## Work to be completed
Count the lines of the records below that contain the string "strap", and give only that number.

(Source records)

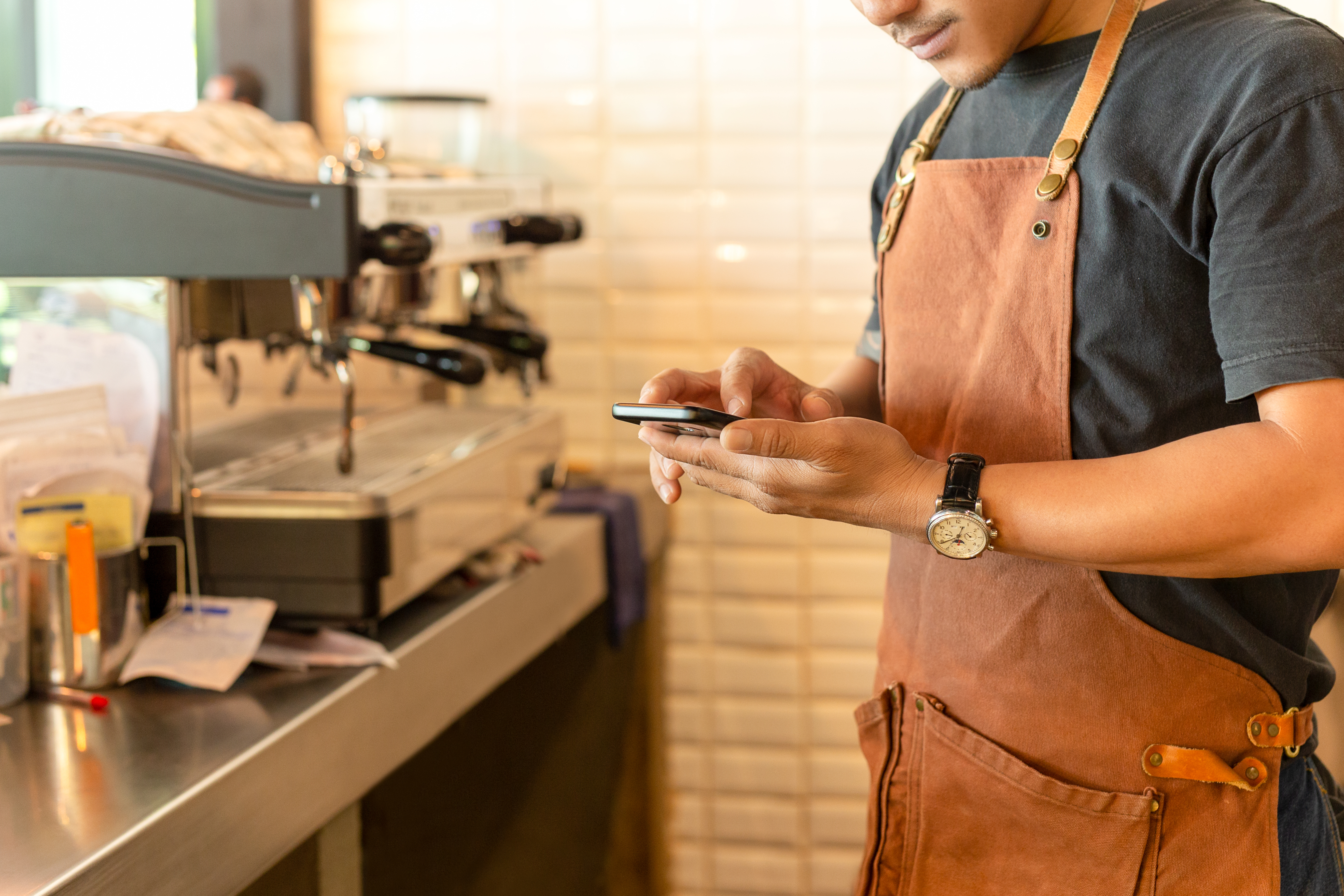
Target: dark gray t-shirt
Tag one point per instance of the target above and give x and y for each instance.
(1210, 265)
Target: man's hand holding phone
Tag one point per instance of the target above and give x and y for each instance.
(748, 385)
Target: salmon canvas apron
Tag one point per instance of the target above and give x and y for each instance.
(1030, 737)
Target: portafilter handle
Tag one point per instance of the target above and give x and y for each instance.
(396, 245)
(448, 363)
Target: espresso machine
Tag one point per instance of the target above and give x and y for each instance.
(338, 515)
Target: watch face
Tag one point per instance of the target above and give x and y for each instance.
(959, 536)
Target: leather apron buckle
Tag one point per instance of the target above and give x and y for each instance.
(1193, 764)
(1285, 730)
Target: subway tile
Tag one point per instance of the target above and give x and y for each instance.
(685, 719)
(843, 58)
(846, 625)
(740, 523)
(843, 673)
(664, 214)
(757, 820)
(752, 15)
(839, 823)
(757, 721)
(847, 164)
(756, 572)
(757, 265)
(436, 15)
(755, 870)
(757, 624)
(842, 266)
(831, 723)
(663, 15)
(654, 111)
(758, 58)
(570, 318)
(838, 112)
(753, 163)
(756, 672)
(554, 58)
(755, 320)
(687, 620)
(753, 214)
(686, 768)
(838, 573)
(834, 872)
(552, 15)
(839, 773)
(664, 163)
(654, 265)
(638, 315)
(757, 770)
(577, 369)
(568, 160)
(840, 214)
(756, 112)
(686, 670)
(670, 60)
(839, 319)
(687, 811)
(687, 868)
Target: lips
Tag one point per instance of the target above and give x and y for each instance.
(931, 43)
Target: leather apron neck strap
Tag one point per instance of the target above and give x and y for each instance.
(1120, 22)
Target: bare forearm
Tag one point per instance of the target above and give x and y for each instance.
(855, 381)
(1245, 500)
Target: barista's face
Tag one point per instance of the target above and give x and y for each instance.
(967, 41)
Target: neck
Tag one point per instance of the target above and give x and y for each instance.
(1064, 19)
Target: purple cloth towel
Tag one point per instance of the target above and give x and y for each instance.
(626, 594)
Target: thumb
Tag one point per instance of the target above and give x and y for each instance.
(771, 438)
(820, 405)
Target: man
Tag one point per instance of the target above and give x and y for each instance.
(1111, 249)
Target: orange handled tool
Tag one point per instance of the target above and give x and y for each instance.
(83, 577)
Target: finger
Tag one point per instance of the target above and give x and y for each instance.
(820, 405)
(775, 438)
(740, 379)
(675, 385)
(669, 490)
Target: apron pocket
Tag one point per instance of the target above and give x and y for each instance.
(986, 823)
(880, 739)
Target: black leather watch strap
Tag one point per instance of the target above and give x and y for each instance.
(963, 488)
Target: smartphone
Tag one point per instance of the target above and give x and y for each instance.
(681, 420)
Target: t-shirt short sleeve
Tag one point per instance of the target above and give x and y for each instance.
(1276, 251)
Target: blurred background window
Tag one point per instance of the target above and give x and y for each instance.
(113, 56)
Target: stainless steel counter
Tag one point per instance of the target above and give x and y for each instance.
(177, 790)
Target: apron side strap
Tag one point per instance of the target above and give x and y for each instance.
(1187, 764)
(1120, 21)
(920, 148)
(1288, 730)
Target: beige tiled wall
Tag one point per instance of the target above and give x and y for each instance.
(721, 152)
(691, 134)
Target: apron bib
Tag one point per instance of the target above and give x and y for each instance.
(1030, 735)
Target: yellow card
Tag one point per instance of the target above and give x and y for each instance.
(41, 524)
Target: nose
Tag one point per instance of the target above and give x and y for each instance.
(883, 13)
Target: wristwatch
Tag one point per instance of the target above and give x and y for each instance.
(959, 529)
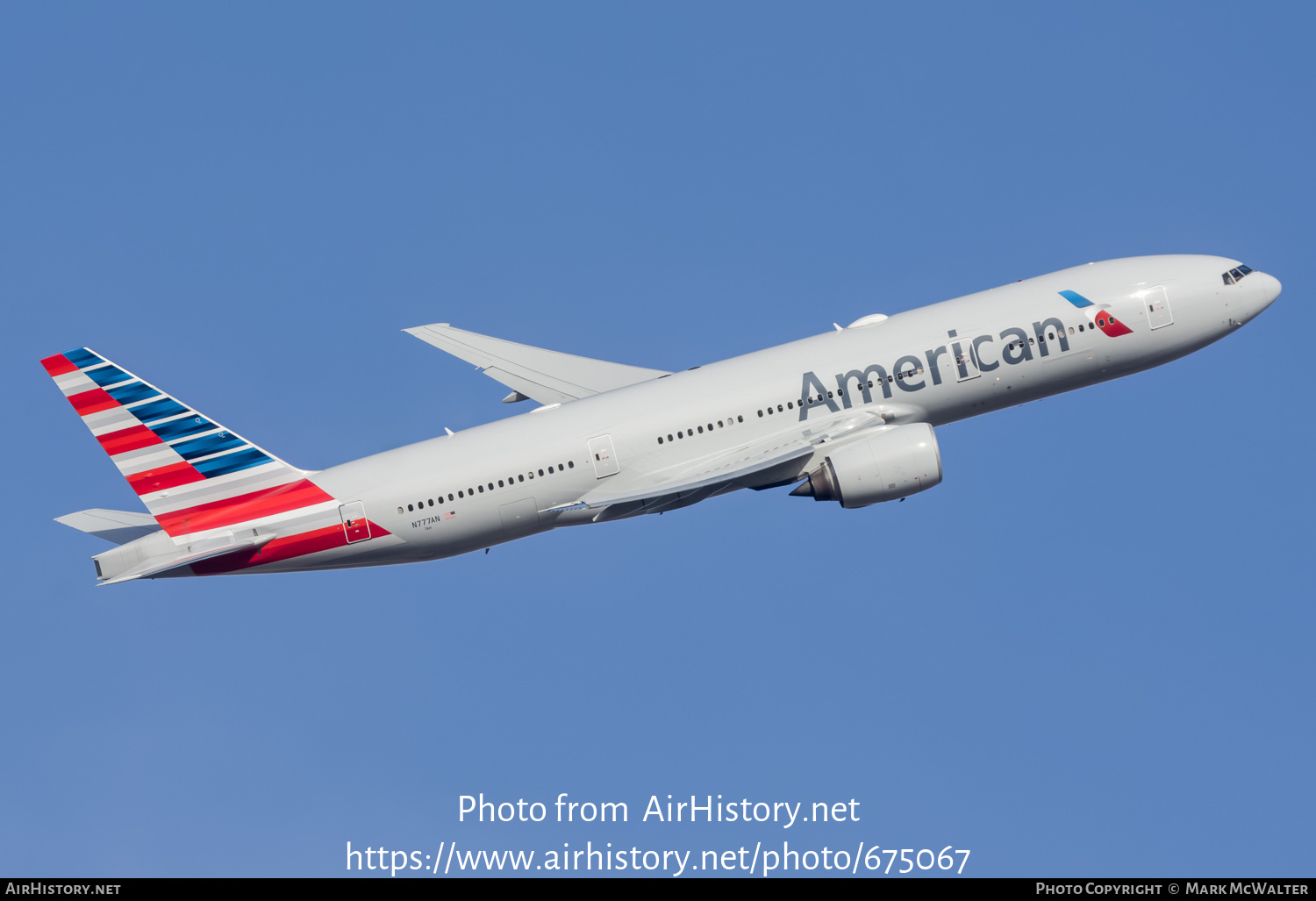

## Response to the exercise
3